PROBLEM STATEMENT ▸
Write out the lines starting at the one that holds "One point belongs on each instance of the white" and ending with the final line of the data, exactly and with no others.

RECORDS FOR THE TASK ▸

——

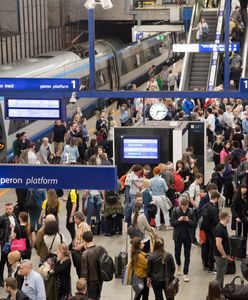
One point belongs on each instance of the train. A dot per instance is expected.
(115, 69)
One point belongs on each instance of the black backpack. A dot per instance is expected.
(111, 197)
(106, 266)
(205, 218)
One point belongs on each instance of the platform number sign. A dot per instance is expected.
(244, 85)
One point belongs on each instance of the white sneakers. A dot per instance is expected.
(185, 278)
(179, 270)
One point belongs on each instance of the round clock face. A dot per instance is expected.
(158, 111)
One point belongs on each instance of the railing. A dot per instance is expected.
(245, 50)
(213, 68)
(194, 19)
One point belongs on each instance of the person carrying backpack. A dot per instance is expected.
(210, 218)
(95, 262)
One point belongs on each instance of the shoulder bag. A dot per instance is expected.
(171, 287)
(236, 291)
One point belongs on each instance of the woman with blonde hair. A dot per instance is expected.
(217, 147)
(139, 265)
(146, 195)
(51, 205)
(62, 270)
(23, 231)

——

EXERCISE RESULT ▸
One point belongs on each instance of the white sneakers. A dot per instance is expected.
(185, 278)
(179, 270)
One point belongs on each instance of the round clock face. A dot per instance is expected.
(158, 111)
One point belongs on each instance of the railing. A dot per instance is expected.
(245, 50)
(213, 68)
(194, 19)
One point belongs on each instance of the person carrying backpack. A dot per instance is expected.
(210, 218)
(95, 262)
One point belongs on each instance of the shoulder bag. A dot per instance is expected.
(171, 287)
(236, 291)
One point belongs on each instance of the woman with blonde hair. A dot per instance is expected.
(217, 147)
(139, 265)
(146, 195)
(51, 205)
(62, 270)
(23, 231)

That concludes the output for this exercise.